EXERCISE |
Report each line in the records below that contains the string "roof".

DATA EXCERPTS |
START

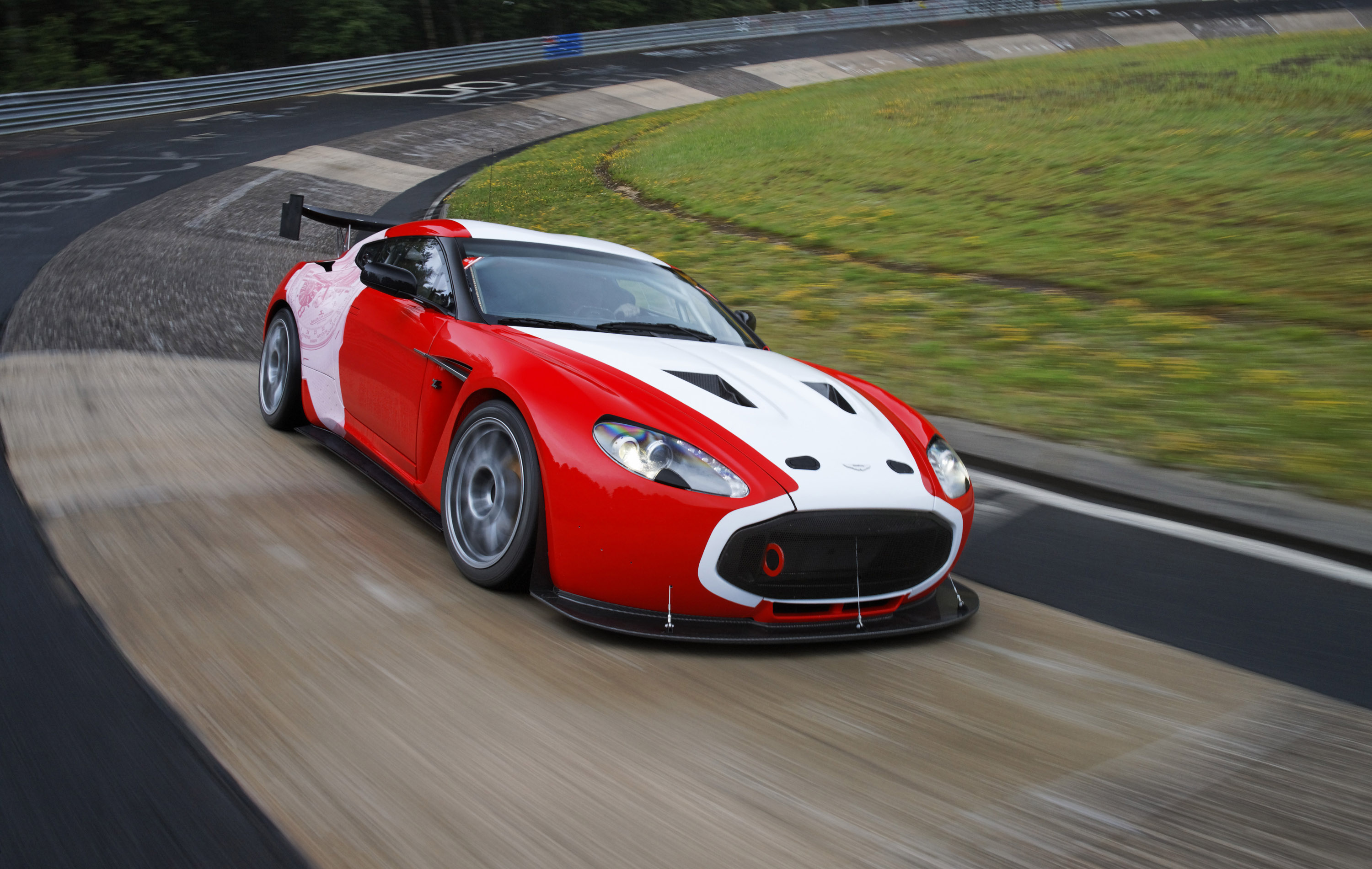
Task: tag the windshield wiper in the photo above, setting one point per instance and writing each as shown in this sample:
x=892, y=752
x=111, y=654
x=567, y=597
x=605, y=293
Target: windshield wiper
x=534, y=323
x=656, y=330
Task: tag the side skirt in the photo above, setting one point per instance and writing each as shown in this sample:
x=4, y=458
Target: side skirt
x=374, y=472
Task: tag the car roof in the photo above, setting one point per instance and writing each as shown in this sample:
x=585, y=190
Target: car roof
x=500, y=232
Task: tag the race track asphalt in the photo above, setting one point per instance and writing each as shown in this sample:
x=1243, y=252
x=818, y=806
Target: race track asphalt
x=99, y=771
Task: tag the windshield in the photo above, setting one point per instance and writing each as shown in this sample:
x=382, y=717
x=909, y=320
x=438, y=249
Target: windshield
x=568, y=288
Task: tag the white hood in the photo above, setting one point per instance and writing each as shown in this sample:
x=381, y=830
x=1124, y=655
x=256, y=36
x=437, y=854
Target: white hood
x=791, y=419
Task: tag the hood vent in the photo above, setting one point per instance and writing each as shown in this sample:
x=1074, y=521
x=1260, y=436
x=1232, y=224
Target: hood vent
x=831, y=393
x=715, y=384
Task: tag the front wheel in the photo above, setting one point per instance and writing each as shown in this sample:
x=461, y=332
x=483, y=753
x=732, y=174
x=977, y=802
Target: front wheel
x=279, y=373
x=493, y=496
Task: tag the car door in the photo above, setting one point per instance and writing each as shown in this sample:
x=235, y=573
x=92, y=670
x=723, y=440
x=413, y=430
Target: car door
x=381, y=369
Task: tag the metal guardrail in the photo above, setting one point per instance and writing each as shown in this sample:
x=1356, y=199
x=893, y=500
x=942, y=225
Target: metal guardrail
x=38, y=110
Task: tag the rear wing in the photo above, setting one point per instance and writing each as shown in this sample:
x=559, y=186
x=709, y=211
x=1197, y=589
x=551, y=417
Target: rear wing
x=295, y=209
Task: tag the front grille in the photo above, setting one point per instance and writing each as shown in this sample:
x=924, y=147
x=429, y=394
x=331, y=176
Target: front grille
x=824, y=553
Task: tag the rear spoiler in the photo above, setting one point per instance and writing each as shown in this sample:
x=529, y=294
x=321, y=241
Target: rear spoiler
x=295, y=209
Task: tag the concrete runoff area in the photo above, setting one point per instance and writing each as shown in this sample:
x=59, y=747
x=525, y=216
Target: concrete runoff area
x=795, y=73
x=1149, y=35
x=868, y=62
x=589, y=107
x=1020, y=46
x=1309, y=22
x=352, y=168
x=387, y=713
x=658, y=94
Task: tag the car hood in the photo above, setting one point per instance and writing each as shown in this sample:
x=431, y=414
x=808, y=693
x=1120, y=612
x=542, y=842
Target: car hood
x=789, y=420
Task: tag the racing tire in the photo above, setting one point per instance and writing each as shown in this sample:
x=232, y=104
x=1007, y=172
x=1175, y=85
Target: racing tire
x=279, y=373
x=493, y=498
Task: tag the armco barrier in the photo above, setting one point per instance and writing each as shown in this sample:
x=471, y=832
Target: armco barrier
x=38, y=110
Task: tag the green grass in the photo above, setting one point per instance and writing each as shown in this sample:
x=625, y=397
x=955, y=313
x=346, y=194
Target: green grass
x=1238, y=373
x=1230, y=176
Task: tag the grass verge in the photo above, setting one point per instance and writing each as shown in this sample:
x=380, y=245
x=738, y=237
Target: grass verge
x=1231, y=375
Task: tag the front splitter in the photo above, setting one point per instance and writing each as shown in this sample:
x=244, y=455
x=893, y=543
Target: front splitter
x=946, y=608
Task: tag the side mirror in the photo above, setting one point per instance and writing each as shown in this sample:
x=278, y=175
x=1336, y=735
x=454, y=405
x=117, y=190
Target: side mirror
x=391, y=280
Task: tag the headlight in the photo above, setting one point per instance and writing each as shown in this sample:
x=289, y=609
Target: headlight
x=667, y=459
x=949, y=468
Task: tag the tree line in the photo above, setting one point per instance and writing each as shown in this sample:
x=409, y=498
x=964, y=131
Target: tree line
x=76, y=43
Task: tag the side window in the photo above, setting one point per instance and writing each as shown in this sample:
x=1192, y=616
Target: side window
x=422, y=257
x=368, y=254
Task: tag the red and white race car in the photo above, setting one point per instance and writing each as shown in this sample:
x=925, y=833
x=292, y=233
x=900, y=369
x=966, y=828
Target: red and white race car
x=585, y=421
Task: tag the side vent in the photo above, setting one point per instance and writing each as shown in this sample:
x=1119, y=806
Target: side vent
x=832, y=394
x=715, y=384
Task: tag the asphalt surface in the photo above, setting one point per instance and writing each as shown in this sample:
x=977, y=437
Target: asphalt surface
x=98, y=771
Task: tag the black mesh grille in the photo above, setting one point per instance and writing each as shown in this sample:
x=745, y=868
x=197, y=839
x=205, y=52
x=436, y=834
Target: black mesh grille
x=824, y=551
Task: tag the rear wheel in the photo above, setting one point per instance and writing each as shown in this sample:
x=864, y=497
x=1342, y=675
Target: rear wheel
x=279, y=373
x=493, y=495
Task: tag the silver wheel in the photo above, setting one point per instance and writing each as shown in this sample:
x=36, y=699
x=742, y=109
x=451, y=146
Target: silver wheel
x=486, y=494
x=276, y=367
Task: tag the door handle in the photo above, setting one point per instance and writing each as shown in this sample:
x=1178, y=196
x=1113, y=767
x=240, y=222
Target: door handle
x=452, y=367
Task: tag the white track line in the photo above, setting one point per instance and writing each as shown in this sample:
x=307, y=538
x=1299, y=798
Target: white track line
x=1243, y=546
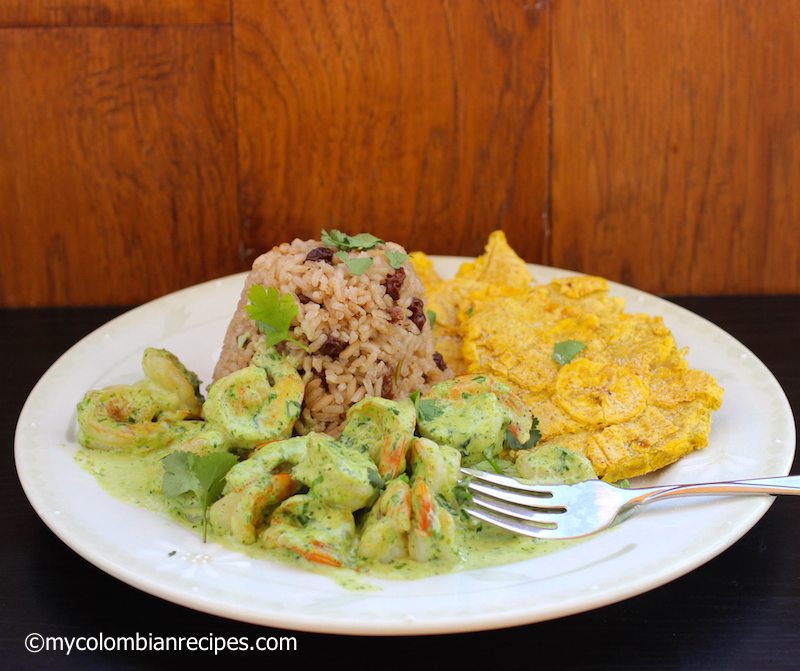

END

COMPLETE RESPONSE |
Task: tag the car roof in the photo above, setting one point per instance and writing each as shown in this sample:
Target: car roof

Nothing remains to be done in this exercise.